## THE PROBLEM
Convert the records, starting with the line that contains "Please pin the woman's shoe" and going on through the end of the records, into a two-column CSV with the columns text and answer. Give one row per text with its answer, put each in a single quoted field with line breaks replaced by spaces, and leave out the pictures.
----- AVAILABLE RECORDS -----
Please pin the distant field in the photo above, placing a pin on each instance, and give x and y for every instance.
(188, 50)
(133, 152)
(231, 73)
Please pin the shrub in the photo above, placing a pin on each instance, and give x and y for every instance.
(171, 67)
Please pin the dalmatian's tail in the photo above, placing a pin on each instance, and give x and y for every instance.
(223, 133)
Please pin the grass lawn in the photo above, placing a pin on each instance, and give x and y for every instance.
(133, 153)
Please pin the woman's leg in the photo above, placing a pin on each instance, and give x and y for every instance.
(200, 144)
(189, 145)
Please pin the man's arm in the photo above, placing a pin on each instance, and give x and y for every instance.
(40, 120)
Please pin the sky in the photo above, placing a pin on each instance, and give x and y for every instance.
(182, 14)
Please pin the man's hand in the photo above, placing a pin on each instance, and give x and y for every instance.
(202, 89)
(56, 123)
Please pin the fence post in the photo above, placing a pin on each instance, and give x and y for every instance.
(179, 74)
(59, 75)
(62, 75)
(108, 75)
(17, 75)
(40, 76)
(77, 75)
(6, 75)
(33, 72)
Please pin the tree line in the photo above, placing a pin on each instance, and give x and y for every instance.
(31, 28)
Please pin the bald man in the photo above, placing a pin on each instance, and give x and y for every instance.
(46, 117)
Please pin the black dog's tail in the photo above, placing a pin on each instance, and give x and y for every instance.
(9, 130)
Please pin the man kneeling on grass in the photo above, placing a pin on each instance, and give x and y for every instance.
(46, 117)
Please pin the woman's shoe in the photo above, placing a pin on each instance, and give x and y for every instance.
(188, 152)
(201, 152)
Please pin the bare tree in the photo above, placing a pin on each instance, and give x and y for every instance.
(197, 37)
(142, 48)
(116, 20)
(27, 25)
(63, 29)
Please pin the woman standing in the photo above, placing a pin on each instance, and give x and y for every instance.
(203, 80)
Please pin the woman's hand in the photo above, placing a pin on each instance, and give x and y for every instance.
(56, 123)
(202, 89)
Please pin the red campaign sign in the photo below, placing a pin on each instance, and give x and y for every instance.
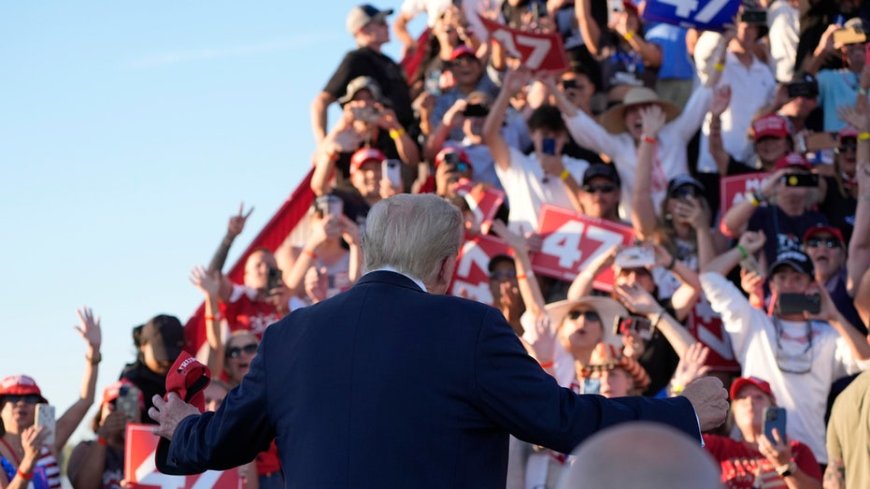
(732, 189)
(471, 277)
(706, 326)
(571, 241)
(483, 202)
(141, 472)
(537, 51)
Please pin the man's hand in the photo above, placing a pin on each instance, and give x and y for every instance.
(169, 413)
(710, 400)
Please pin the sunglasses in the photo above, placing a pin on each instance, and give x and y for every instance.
(587, 315)
(236, 351)
(16, 398)
(826, 242)
(604, 188)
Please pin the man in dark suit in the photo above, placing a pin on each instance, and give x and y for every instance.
(387, 385)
-----
## EXERCISE SOLUTION
text,answer
"Please pin the woman's shoe in the photo above, placing a pin on each instance, and give x and y for every instance.","(188, 152) (201, 152)"
"Please pin the bare tree in the photo above, placing a pin on each instance, and give x and y for every instance.","(197, 37) (142, 48) (116, 20) (27, 25) (63, 29)"
"Please pin the woman standing in the photo above, placing a pin on each instance, and give x and y for every instance.","(203, 80)"
"Please pin the woman's hand in the photo above, placing a pin on each instance, and give x and y for every instance.","(56, 123) (202, 89)"
"Please pin the red campaign sign in the photo below, placing a pin on each instance, and give x and y for every instance.","(732, 189) (471, 277) (706, 326) (571, 241) (483, 202) (141, 472) (537, 51)"
"Please pin the man's hand in the photo above, placing a pin on each instance, and give x and y for every instance.","(169, 413) (710, 400)"
"Please pin the sunglasses in the photo above, placing a pin on each instance, and give x and y for every instance.","(587, 315) (236, 351) (16, 398) (826, 242) (604, 188)"
"Please pin the man in dark suit in the photo above, placing a pin on each instance, and give x and y for every instance.","(387, 385)"